MATERIAL PROVIDED:
----------------

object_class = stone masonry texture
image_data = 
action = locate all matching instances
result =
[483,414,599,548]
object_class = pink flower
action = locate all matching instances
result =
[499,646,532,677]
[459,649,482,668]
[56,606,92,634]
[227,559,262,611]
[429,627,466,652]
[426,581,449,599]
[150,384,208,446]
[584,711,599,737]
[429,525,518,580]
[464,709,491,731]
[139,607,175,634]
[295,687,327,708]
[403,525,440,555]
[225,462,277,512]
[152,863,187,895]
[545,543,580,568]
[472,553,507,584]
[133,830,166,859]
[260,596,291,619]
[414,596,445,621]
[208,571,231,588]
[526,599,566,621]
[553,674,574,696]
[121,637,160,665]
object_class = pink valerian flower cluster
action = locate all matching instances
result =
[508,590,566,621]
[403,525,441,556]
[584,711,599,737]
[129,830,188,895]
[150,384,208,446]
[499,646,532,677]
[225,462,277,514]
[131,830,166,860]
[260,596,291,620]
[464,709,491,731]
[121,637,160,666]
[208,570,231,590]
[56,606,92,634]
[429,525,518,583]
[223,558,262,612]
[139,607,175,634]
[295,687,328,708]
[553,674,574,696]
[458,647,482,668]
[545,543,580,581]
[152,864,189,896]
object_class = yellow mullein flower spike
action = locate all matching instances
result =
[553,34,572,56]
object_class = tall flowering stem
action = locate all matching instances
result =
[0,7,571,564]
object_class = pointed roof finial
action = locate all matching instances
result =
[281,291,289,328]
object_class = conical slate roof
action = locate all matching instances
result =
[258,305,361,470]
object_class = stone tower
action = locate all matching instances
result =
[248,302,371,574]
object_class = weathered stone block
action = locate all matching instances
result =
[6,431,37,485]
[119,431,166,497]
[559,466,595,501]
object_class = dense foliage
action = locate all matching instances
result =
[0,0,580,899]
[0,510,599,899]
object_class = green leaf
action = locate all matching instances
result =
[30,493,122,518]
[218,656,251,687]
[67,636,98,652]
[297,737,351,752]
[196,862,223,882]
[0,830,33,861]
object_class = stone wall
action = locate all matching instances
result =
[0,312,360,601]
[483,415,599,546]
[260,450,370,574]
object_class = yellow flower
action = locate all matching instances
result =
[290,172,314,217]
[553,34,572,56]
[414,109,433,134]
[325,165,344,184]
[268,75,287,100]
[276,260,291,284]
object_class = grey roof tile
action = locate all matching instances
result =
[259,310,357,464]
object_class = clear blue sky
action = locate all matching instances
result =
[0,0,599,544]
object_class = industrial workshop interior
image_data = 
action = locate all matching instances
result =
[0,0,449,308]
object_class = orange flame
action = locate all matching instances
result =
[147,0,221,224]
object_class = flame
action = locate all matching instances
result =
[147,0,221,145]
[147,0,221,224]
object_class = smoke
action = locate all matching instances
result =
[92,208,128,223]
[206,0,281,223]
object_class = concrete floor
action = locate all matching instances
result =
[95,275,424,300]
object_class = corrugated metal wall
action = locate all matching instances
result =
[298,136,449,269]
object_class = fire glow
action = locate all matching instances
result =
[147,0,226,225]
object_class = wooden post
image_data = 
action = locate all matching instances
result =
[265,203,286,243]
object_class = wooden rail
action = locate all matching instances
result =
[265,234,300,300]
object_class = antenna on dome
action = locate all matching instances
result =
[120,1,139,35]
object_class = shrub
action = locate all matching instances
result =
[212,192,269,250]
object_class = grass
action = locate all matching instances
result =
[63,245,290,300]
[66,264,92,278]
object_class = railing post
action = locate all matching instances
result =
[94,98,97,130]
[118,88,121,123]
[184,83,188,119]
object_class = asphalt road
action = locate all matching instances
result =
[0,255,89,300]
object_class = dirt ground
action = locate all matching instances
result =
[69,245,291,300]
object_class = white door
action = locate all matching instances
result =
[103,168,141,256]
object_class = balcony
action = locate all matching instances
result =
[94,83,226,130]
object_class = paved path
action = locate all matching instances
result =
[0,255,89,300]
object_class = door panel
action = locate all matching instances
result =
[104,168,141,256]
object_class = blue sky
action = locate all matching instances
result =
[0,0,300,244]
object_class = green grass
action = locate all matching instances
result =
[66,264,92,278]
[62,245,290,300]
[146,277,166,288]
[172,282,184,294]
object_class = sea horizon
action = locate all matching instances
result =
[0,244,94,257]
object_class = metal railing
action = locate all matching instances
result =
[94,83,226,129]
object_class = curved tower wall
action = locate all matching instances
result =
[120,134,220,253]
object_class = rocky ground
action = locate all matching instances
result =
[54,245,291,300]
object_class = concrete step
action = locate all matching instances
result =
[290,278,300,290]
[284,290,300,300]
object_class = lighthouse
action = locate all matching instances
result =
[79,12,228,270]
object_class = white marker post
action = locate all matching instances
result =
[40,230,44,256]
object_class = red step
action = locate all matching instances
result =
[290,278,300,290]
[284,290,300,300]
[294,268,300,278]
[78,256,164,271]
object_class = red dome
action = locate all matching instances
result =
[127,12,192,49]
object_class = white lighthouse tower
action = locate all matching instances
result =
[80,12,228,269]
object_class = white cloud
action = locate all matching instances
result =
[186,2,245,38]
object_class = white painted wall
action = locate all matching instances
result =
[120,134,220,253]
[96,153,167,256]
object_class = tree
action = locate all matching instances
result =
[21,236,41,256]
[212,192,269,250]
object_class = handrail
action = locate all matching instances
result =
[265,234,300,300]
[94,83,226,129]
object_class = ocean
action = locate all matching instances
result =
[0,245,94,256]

----------------

EXERCISE DIRECTIONS:
Return every line of the material above that contains the string "post".

SOLUTION:
object_class = wooden post
object_class = railing post
object_class = white marker post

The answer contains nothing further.